Другой пример использования этнографического метода, но на сей раз с обращением к данным археологии, дает голландский исследователь 3. Р. Диттрих, который, однако, к сожалению, исходит из ошибочного предположения об этногенезе славян как смешении разнородных этнических составляющих (что можно признать отголосками теории Марра), из чего вытекает другое предположение — о гетерогенном происхождении славянской полидоксии и возникновении ее древнейших пластов в отдаленные археологические эпохи. Древнейший субстрат, воспринятый славянской религией, автор относит к мезолиту и к уральской (угро-финской) народности, которая должна была передать славянам представления о душе, понимаемой материально, и формы тотемизма при отсутствии представлений о высшем божестве. Второй пласт в религии славян автор относит к палеоаграрной (трипольской) культуре, которая принесла культ плодородия и земли, преобладание женских демонов и вообще матриархальные черты, жертвоприношения предкам и т. д. Последующие индоевропейские и иранские пласты нашли более яркое отражение в языковых данных, а затем и в письменных источниках. Автор приходит к выводу, что славянское язычество, почти лишенное индоевропейского наследия, представляло форму двоеверия, состоящего из двух разнородных пластов: урало-па- леоаграрного и иранского130. Метод автора состоит в том, чтобы открыть общие более поздние элементы в религии славян и в угро-финских, а также палеоаграрных верованиях и перенести эти элементы в эпоху каменного века, где их проследить невозможно. Однако правомерность этого метода может быть поставлена под сомнение: автор не обосновывает, почему для сравнения им выбраны именно эти вышеперечисленные элементы: если исключить несправедливо приписываемые славянам тотемические и матриархальные (отмеченные Э. Гас- парини) формы, то подобные представления не только были свойственны славянам и угрофинским народам, но широко известны, в том числе и в индоевропейской группе, к которой прежде всего и следовало бы отнести славянскую полидок- сию. А тогда поиск урало-палеоаграрного родства теряет под собой почву.

 

В широком смысле этнографический метод используют советские языковеды В. В. Иванов, В. Н. Топоров, принимающие за основу реконструкции отдельных элементов славянской мифологии сюжеты, сохранившиеся в славянском фольклоре. Из этих сюжетов можно составить некие систематические группы, относящиеся к таким божествам, как Перун и Велес, а также к борьбе между ними. Другая система фольклорных сюжетов относится к Яриле и Купале,3,а. Огромный собранный авторами материал, обработанный и с точки зрения этимологии, представляет научную ценность даже независимо от результатов предпринятой реконструкции. А в ней как раз отсутствует главное звено — подтверждение выводов, к которым пришли авторы, в исторических источниках.

■ ■ ■ ■ ■ ■ ■

> _Задания_
1. Пожалуйста, продублируйте без изменений фрагмент исходного текста о славянском язычестве от слов «В широком смысле» до слов «в исторических источниках.» включительно.
2. Допишите следующую часть исходного текста о славянском язычестве, начав сразу после его последнего предложения.
Перечень ниже для этой работы не нужен.

■ ■ ■ ■ ■ ■ ■

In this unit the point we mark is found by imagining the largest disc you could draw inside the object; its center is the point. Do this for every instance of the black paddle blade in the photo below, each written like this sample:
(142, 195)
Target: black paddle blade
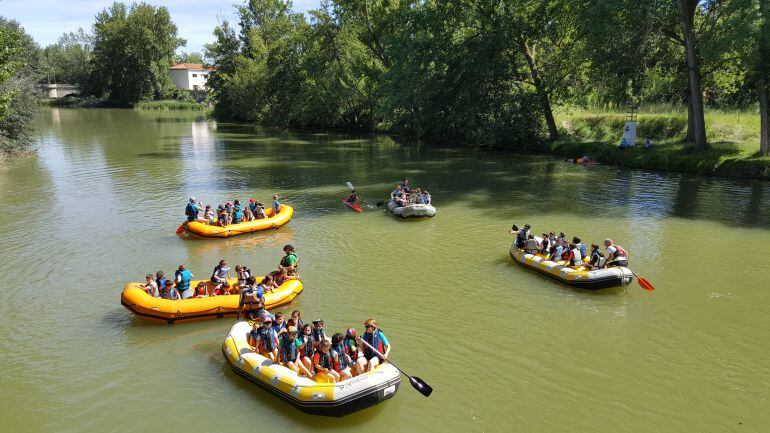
(420, 386)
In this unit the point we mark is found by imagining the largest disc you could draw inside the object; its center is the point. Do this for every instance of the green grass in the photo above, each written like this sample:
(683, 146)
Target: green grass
(733, 141)
(169, 104)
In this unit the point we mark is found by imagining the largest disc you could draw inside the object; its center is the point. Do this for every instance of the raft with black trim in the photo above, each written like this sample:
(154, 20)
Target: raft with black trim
(316, 398)
(136, 300)
(200, 227)
(580, 278)
(412, 210)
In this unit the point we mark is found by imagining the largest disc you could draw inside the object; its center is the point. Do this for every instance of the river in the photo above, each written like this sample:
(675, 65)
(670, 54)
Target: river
(504, 349)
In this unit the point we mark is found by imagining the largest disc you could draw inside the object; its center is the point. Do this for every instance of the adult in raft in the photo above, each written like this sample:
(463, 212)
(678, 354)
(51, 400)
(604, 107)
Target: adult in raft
(616, 255)
(182, 278)
(191, 210)
(290, 261)
(374, 336)
(252, 298)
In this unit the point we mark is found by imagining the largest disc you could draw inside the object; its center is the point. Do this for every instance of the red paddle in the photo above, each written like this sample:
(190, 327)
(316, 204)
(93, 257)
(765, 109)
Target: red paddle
(646, 285)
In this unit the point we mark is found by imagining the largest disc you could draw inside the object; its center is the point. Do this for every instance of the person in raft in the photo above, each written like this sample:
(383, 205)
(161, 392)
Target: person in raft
(266, 341)
(342, 360)
(182, 278)
(353, 197)
(221, 273)
(169, 292)
(375, 338)
(191, 210)
(252, 299)
(324, 364)
(151, 287)
(308, 346)
(616, 255)
(289, 352)
(290, 261)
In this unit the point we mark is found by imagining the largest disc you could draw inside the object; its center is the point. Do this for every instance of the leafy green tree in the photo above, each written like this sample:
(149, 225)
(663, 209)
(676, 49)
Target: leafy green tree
(68, 60)
(18, 73)
(339, 88)
(133, 48)
(762, 75)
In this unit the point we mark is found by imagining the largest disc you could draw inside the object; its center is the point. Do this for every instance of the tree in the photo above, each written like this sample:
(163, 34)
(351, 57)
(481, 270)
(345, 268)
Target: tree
(18, 73)
(133, 49)
(545, 33)
(762, 72)
(68, 61)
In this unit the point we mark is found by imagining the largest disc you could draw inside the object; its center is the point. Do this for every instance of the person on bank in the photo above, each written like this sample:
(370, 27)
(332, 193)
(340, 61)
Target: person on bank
(616, 255)
(375, 338)
(182, 278)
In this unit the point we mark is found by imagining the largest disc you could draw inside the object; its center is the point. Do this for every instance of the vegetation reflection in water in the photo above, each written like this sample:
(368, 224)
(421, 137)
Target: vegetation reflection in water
(500, 345)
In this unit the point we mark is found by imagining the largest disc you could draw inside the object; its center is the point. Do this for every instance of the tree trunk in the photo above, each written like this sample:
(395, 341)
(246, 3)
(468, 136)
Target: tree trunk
(764, 120)
(690, 137)
(542, 94)
(762, 78)
(687, 20)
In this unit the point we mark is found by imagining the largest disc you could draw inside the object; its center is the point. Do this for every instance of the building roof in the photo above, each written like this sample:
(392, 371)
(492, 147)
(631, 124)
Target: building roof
(191, 66)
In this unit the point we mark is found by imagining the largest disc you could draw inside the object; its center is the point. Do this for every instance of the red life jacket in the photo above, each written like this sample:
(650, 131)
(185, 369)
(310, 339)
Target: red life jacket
(375, 341)
(268, 341)
(325, 360)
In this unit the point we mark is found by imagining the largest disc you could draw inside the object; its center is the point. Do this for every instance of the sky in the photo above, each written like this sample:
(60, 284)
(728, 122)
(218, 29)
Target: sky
(46, 20)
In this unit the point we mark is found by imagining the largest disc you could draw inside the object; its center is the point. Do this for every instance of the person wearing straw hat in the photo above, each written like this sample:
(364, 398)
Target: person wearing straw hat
(375, 338)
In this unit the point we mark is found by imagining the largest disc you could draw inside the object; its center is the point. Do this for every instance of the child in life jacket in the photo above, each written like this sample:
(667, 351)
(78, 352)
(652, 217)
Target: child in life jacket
(324, 364)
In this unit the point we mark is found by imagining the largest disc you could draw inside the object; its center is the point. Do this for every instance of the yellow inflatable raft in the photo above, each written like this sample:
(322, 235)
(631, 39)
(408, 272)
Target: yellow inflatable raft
(581, 278)
(145, 306)
(272, 221)
(330, 399)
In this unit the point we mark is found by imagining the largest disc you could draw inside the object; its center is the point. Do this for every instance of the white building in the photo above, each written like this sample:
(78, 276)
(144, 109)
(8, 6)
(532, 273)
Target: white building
(189, 76)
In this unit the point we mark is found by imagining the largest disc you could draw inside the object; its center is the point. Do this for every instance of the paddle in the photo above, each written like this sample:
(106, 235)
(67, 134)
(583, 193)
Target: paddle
(416, 382)
(646, 285)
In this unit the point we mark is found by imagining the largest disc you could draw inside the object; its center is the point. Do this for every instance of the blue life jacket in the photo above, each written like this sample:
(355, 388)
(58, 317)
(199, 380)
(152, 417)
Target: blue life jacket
(288, 348)
(339, 350)
(308, 351)
(267, 337)
(375, 340)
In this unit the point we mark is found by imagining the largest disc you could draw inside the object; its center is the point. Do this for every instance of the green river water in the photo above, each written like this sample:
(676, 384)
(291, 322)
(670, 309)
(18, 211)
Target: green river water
(504, 349)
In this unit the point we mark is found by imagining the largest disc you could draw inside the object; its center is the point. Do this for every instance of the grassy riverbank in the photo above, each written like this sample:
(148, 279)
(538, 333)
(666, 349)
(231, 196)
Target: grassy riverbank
(733, 139)
(94, 102)
(169, 104)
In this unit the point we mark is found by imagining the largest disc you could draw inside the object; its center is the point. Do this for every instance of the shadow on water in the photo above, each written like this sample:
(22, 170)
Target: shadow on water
(315, 165)
(276, 406)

■ ■ ■ ■ ■ ■ ■

> _Ответы к заданиям_
1.
В широком смысле этнографический метод используют советские языковеды В. В. Иванов, В. Н. Топоров, принимающие за основу реконструкции отдельных элементов славянской мифологии сюжеты, сохранившиеся в славянском фольклоре. Из этих сюжетов можно составить некие систематические группы, относящиеся к таким божествам, как Перун и Велес, а также к борьбе между ними. Другая система фольклорных сюжетов относится к Яриле и Купале,3,а. Огромный собранный авторами материал, обработанный и с точки зрения этимологии, представляет научную ценность даже независимо от результатов предпринятой реконструкции. А в ней как раз отсутствует главное звено — подтверждение выводов, к которым пришли авторы, в исторических источниках.

2.
 

Археология в связи с постоянным приростом ее материалов является самой динамичной из наук, занимающихся наиболее отдаленным прошлым человека, но одновременно она сталкивается с самыми большими трудностями при интерпретации находок и реконструкции образов прошлого. Поэтому стоит помнить о пределах ее возможностей. В то время, как исторические и этнографические источники дают потенциально адекватные описания верований и культа, «немые» археологические источники сохраняют полное молчание о религиозной жизни, но зато представляют ее материальные следы, и вопрос состоит в том, в какой мере они могут служить основой для ее воспроизведения. Историк узнает непосредственно из своих источников, скажем, о формах политеизма в данной стране, археолог получает о них представление по сохранившимся в земле фигуркам человека и животных, в которых он усматривает предметы культа, или по остаткам строений, которые он считает храмами. То, что в истории дано в источниках, в археологии представляет результат их интерпретации, она же, если произвести ее глубокий анализ, осуществляется в конечном счете на основании сопоставления с историческими и этнографическими свидетельствами, то есть с «говорящими»источниками. Таким образом, «говорящие» источники относятся либо непосредственно к интерпретируемому предмету — и тогда интерпретация не вызывает методологического сомнения, либо только к аналогичному материалу, если о данном предмете не сохранились «говорящие» источники.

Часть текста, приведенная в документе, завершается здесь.